*TASK INSTRUCTIONS:*
Locate "Practice. Point out each instance of the bush" in the data below, then output the line it is on and all following lines through the last, word for word. Skip any pictures.

*ENTRIES SUPPLIED:*

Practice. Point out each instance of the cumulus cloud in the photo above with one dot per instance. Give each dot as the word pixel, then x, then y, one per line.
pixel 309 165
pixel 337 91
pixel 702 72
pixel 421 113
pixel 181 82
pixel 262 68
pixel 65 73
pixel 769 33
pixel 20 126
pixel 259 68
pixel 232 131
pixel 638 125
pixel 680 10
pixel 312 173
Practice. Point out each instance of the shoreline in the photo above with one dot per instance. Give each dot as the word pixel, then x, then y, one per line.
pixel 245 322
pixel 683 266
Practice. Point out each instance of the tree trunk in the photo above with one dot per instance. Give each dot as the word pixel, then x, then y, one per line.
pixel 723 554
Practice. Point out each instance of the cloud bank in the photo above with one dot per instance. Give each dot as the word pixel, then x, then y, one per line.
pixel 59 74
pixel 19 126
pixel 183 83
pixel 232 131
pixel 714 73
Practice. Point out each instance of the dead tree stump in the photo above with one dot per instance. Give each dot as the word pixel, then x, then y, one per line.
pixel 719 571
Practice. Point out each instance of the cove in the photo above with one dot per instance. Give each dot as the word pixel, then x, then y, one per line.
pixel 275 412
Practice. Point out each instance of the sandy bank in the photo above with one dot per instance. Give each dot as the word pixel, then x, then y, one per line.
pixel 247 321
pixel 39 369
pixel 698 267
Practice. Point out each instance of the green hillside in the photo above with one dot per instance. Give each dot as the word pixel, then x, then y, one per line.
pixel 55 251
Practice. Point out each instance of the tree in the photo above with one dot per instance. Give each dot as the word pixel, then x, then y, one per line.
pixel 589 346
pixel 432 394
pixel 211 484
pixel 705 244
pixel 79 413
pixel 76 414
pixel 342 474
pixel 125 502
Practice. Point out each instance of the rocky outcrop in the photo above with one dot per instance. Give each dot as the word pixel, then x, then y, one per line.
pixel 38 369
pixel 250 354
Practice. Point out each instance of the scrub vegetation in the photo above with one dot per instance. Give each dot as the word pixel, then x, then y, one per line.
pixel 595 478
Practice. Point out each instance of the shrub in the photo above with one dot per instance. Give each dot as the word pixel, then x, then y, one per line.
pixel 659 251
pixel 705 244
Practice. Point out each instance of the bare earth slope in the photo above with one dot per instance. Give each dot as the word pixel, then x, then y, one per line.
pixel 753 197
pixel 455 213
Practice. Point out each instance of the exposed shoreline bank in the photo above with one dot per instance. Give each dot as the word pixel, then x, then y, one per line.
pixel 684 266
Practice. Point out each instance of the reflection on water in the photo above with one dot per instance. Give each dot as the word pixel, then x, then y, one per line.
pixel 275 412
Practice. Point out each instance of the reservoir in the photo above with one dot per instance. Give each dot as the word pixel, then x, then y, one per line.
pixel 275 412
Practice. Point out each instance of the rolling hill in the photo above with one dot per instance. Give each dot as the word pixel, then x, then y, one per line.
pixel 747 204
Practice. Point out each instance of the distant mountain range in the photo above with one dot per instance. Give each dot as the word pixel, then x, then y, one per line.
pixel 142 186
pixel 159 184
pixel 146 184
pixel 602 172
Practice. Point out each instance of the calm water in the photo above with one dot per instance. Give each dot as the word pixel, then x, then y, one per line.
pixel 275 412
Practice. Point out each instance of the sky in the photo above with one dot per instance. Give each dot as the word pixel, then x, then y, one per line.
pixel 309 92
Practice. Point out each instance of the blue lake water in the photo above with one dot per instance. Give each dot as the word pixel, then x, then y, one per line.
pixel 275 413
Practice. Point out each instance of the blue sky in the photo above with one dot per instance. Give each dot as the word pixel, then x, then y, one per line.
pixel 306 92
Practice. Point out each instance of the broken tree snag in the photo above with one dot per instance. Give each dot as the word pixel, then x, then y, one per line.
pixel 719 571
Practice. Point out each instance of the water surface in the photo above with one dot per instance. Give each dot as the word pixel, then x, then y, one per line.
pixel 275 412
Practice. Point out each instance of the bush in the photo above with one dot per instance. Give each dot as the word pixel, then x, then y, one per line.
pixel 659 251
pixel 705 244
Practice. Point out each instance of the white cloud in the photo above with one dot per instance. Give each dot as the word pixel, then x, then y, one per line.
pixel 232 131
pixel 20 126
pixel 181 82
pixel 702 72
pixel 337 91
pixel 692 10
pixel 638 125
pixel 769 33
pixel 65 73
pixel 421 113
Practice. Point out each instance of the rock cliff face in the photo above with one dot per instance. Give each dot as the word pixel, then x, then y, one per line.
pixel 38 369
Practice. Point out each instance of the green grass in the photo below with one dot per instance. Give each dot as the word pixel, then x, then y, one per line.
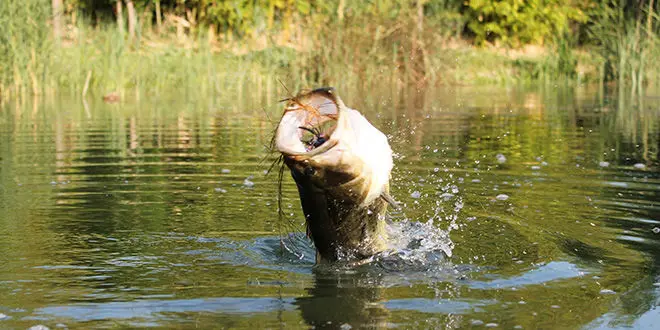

*EXERCISE SOLUTION:*
Practice. Point out each instance of the bush in the photo above with one dot per instance. Give each dot as the word pixel, then x, then y, one per line.
pixel 659 251
pixel 705 244
Practice. Point out each instance of the white cloud in the photo above with one dot per instance. Give each dot as the word pixel, then x, then y, one per line.
pixel 232 131
pixel 20 126
pixel 181 82
pixel 702 72
pixel 337 91
pixel 692 10
pixel 638 125
pixel 769 33
pixel 65 73
pixel 421 113
Practice. Point out each instance of the rock cliff face in the photo above with one dot per instance. Give each dot as the word pixel, then x, then y, one per line.
pixel 38 369
Practice. Point out each instance of the green grass in the photo below with one dot per instance. Give each dot as the word pixel, then x, then y, one per line.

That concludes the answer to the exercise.